-- start --

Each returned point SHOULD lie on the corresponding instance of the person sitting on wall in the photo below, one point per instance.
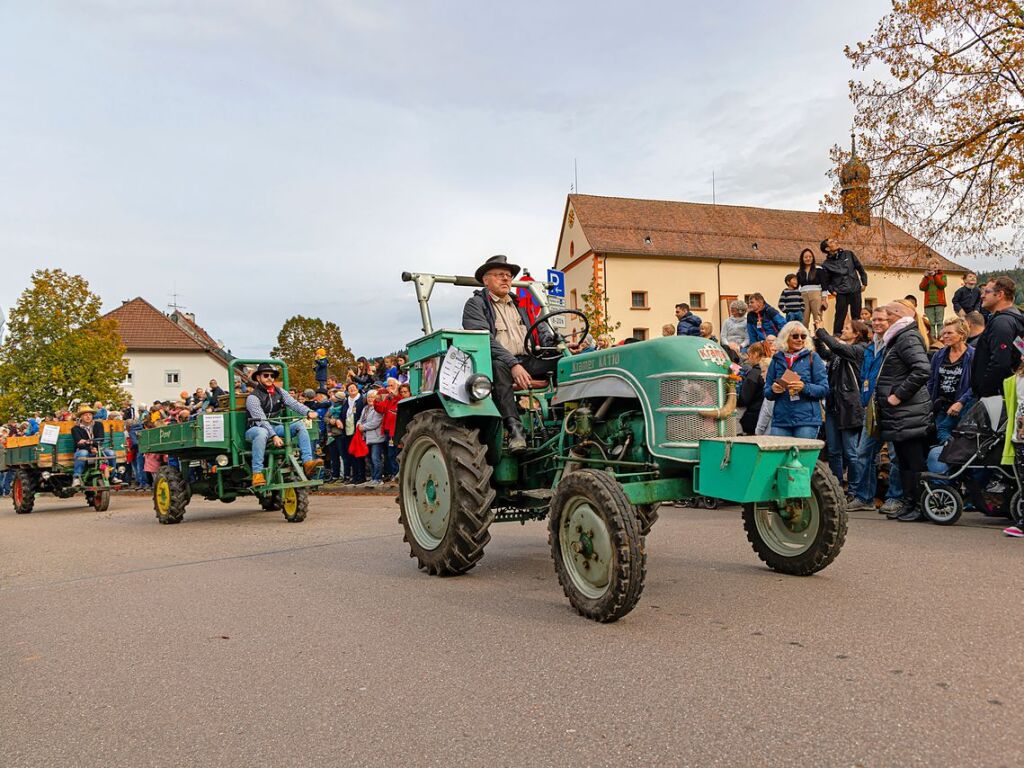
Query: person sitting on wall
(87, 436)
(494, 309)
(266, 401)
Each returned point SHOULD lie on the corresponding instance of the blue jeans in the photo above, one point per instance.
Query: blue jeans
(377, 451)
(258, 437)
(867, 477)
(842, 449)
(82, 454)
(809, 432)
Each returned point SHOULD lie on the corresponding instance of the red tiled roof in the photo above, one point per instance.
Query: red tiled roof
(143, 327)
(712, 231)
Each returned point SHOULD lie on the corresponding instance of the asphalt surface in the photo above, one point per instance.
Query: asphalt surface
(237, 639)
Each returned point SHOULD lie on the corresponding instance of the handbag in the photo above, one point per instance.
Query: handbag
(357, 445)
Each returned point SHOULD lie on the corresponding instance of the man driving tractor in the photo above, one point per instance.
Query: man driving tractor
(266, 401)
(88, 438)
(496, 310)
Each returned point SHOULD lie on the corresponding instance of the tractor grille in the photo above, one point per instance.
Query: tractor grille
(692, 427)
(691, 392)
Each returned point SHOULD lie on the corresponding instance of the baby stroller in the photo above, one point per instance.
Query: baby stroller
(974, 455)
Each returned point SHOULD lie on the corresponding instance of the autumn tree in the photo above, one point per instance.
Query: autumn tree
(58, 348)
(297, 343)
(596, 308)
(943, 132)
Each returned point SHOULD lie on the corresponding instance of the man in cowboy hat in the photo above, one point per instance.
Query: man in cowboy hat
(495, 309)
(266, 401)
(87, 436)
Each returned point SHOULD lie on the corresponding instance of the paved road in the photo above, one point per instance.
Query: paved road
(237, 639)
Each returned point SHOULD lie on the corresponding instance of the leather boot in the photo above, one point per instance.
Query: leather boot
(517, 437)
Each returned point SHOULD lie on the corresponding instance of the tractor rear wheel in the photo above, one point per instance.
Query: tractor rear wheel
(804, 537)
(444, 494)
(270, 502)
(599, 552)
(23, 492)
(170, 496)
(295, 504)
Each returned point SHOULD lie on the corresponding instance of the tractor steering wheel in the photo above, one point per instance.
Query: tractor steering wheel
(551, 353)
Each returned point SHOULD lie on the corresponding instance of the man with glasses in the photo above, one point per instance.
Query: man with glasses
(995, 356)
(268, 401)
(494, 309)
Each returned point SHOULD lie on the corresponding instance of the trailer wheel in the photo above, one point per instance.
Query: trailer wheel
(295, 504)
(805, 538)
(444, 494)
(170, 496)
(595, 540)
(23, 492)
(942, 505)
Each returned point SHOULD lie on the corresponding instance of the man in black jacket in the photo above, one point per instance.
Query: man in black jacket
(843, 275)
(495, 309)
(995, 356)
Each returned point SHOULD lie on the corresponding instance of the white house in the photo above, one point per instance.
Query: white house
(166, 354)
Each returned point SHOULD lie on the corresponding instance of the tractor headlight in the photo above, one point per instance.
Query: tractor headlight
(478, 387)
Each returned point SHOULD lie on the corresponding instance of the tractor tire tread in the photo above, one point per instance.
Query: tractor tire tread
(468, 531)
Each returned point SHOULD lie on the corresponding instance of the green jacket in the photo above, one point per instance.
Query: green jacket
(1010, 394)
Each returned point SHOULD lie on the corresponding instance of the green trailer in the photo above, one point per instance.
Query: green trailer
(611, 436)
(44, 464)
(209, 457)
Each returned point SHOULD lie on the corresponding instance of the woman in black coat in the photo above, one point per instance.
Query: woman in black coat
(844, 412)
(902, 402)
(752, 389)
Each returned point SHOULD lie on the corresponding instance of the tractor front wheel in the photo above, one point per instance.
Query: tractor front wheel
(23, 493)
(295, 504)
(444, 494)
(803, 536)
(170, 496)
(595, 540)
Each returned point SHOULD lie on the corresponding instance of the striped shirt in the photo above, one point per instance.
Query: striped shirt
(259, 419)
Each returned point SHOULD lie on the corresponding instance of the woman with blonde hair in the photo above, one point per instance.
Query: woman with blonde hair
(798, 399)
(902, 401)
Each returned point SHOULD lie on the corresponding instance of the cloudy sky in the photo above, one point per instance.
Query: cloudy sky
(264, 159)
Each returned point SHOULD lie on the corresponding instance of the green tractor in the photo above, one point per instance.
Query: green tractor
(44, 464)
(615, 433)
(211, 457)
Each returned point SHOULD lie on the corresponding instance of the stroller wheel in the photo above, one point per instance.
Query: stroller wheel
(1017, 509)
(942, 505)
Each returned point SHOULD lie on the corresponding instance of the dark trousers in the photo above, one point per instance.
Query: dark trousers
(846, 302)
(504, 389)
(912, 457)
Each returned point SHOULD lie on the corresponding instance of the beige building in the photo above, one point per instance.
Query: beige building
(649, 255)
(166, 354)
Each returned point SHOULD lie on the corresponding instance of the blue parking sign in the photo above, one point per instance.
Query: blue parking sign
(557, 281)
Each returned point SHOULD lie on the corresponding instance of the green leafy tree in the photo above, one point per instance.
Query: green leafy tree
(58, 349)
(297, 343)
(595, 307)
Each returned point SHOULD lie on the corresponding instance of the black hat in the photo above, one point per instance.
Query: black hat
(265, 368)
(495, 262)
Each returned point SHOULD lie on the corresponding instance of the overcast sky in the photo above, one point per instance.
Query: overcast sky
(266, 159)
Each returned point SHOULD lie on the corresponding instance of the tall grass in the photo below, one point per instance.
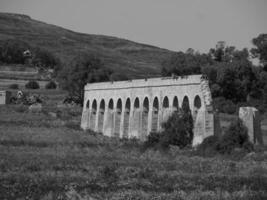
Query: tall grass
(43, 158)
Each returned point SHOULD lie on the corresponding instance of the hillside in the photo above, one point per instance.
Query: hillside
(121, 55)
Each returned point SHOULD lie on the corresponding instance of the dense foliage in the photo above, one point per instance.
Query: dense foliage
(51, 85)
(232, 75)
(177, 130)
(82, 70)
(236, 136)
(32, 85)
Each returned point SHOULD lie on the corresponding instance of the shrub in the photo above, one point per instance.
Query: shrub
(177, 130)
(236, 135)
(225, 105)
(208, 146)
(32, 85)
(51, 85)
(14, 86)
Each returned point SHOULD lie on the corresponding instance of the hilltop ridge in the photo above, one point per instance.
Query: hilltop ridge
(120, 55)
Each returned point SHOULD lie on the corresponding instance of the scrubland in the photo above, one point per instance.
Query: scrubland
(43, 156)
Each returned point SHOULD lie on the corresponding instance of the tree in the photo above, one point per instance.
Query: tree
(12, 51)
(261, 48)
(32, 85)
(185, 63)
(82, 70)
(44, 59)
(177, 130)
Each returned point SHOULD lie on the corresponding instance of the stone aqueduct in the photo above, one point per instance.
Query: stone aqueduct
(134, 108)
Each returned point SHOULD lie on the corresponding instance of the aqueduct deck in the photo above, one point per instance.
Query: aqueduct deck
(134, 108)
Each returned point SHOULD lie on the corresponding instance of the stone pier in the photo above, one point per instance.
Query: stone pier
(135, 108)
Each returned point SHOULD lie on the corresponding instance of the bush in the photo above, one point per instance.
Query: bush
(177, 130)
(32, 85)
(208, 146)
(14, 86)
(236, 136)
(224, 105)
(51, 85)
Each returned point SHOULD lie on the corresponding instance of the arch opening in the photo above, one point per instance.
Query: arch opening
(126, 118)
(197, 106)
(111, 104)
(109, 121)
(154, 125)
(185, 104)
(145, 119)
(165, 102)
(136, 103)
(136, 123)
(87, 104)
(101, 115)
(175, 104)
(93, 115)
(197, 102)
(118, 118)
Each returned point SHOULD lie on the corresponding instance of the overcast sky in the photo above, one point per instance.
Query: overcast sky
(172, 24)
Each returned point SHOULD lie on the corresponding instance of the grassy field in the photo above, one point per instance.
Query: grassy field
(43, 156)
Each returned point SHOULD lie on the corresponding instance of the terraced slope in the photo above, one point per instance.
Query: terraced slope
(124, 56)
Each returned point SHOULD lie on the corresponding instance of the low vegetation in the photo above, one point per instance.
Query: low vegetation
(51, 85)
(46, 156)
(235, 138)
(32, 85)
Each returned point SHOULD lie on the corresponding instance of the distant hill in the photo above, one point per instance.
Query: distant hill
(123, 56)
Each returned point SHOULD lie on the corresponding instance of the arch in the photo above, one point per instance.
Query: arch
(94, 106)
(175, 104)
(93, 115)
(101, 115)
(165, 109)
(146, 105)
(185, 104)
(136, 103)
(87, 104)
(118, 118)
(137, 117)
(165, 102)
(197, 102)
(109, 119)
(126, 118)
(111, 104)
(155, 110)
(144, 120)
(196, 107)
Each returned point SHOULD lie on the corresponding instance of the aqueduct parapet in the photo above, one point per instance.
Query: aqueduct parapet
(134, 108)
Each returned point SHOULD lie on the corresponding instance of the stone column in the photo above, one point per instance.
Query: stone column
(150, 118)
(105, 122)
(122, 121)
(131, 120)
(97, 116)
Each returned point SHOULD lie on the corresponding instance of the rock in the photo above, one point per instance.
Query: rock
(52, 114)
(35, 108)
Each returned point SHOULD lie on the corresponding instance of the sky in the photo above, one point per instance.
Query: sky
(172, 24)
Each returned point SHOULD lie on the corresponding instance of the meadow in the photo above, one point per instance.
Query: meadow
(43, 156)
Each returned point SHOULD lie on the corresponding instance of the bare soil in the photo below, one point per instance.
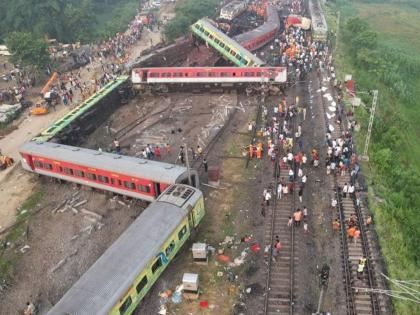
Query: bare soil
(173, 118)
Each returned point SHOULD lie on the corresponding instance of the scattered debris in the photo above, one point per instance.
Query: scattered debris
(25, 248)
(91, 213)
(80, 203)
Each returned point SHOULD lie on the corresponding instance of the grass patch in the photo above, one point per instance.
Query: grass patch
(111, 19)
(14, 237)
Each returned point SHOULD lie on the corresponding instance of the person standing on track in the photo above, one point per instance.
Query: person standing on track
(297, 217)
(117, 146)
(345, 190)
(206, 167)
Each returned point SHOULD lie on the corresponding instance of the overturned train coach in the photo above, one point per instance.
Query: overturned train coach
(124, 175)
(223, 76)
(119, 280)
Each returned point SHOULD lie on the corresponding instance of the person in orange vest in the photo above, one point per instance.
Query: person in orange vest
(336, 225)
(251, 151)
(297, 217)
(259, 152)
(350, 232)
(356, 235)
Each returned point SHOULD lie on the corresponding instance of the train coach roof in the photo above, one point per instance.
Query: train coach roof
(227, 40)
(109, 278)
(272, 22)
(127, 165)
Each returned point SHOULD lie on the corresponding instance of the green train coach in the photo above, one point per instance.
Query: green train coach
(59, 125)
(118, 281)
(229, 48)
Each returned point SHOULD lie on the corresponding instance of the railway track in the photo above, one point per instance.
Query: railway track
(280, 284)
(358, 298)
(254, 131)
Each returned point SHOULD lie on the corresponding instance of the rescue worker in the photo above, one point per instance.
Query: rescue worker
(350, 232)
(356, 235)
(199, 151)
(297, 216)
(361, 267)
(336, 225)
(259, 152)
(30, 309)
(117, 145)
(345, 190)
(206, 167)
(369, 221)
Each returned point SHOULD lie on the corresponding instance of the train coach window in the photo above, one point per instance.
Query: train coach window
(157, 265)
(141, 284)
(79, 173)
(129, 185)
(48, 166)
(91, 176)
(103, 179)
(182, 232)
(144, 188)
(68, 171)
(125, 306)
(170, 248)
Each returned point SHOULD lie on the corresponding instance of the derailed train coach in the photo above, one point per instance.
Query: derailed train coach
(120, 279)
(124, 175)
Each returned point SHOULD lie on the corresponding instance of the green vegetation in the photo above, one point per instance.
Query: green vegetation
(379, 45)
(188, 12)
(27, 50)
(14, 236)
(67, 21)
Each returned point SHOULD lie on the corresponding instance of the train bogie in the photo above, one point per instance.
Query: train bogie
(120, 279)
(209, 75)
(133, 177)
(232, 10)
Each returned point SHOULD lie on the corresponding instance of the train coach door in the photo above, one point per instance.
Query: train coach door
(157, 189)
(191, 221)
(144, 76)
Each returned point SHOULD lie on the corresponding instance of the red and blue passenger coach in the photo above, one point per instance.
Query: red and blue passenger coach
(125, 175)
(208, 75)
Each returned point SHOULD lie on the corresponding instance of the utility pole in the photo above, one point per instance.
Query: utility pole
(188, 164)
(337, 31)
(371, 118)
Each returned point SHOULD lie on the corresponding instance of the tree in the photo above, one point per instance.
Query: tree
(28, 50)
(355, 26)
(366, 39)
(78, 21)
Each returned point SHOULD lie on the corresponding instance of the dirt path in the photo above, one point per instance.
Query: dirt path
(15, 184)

-- end --

OBJECTIVE. Write out again, unchanged, every line from the line containing "of the utility" to the final line of the material above.

PROBLEM SOLUTION.
Each returned point SHOULD lie on the corresponding instance of the utility pole in the photo above, one point per instance.
Query: utility pole
(188, 164)
(337, 31)
(371, 118)
Each returned point SHOULD lie on the corresponding instance of the tree in the photo above, one point per instance.
Query: tree
(28, 50)
(355, 26)
(366, 39)
(78, 21)
Each returned point SHOULD lie on the corresponding instance of the dirt path in the photo above, one point per instance.
Query: dirt path
(15, 184)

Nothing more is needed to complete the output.